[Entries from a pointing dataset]
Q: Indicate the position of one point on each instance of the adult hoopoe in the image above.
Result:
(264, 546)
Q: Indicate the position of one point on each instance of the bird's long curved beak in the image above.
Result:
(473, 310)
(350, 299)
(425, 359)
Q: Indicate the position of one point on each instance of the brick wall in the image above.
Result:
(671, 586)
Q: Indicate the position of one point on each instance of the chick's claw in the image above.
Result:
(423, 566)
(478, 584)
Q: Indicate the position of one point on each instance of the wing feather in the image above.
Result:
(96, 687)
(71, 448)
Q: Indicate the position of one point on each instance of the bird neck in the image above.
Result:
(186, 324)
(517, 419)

▸ What you need to do
Your task is to retype all the records above with nothing left out.

▸ Correct answer
Q: Indicate the position of one point on each instance of the adult hoopoe in the image above.
Result:
(264, 546)
Q: Indicate the position of one point on each instance of the bird's long curved beak in the image above.
Result:
(473, 310)
(350, 299)
(425, 359)
Q: Indicate the position of one point on each instance of the brick wall in the image above.
Result:
(671, 586)
Q: Indicate the position of one point on each instance of the chick's claw in the image above.
Result:
(423, 566)
(478, 584)
Q: Indicate the position of one point on each instance of the wing feather in the image above.
Result:
(96, 687)
(71, 448)
Q: Indicate the position of one point on each instance of the bird neck in the image above.
Result:
(186, 324)
(517, 419)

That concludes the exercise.